▸ EXERCISE
Pick out and copy every line of the data below that contains the word "black". Matching is case-sensitive.

## START DATA TO USE

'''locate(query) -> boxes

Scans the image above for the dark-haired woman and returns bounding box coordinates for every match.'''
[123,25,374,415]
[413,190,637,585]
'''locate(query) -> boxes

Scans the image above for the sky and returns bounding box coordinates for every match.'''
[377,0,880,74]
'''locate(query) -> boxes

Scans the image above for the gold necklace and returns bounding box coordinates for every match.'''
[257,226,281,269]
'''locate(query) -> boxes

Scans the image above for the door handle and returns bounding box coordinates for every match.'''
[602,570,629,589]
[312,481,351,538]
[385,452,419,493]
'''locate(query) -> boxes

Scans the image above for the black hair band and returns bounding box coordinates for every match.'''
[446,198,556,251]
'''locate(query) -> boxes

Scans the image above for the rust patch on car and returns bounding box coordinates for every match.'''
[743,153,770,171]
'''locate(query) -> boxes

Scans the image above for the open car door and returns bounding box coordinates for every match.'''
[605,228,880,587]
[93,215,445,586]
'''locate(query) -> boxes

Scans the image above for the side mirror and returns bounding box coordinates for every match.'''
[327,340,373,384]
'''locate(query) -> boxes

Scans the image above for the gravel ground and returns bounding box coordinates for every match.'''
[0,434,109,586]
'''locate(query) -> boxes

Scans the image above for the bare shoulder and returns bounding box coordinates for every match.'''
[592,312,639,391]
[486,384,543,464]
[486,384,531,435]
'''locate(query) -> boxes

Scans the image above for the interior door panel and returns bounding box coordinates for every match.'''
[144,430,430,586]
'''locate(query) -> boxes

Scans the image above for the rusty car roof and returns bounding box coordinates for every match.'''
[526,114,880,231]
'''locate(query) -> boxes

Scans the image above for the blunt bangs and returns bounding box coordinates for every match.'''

## END DATA TO USE
## START DATA TO USE

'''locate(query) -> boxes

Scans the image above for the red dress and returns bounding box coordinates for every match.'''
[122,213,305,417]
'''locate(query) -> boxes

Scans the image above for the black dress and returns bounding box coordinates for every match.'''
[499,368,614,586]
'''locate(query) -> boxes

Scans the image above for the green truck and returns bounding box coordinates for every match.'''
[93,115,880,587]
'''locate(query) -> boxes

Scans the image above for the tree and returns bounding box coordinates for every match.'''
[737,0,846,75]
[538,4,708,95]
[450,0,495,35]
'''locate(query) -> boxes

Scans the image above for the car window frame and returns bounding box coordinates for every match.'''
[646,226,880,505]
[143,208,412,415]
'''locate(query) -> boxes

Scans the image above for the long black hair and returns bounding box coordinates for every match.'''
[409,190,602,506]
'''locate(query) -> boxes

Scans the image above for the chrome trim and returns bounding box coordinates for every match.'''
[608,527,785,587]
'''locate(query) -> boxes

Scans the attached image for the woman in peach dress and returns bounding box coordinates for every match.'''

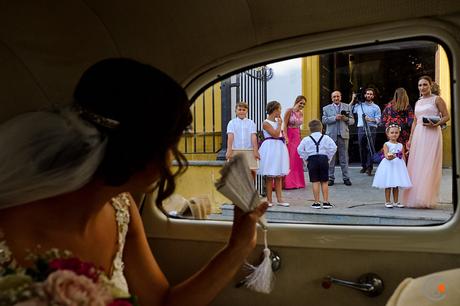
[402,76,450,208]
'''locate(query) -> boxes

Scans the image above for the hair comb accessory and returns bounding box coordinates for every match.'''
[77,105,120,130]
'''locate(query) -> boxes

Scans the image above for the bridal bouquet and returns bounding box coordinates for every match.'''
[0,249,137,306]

## END DATA TO USE

▸ SOLUTION
Scans the image above for the black hair band and returns bounding box coordinates for every match.'''
Scans the image above for the black dress and returns bounding box coordinates for every match.'''
Scans the image above for the long black hair and returns bounding box coordinates for every match.'''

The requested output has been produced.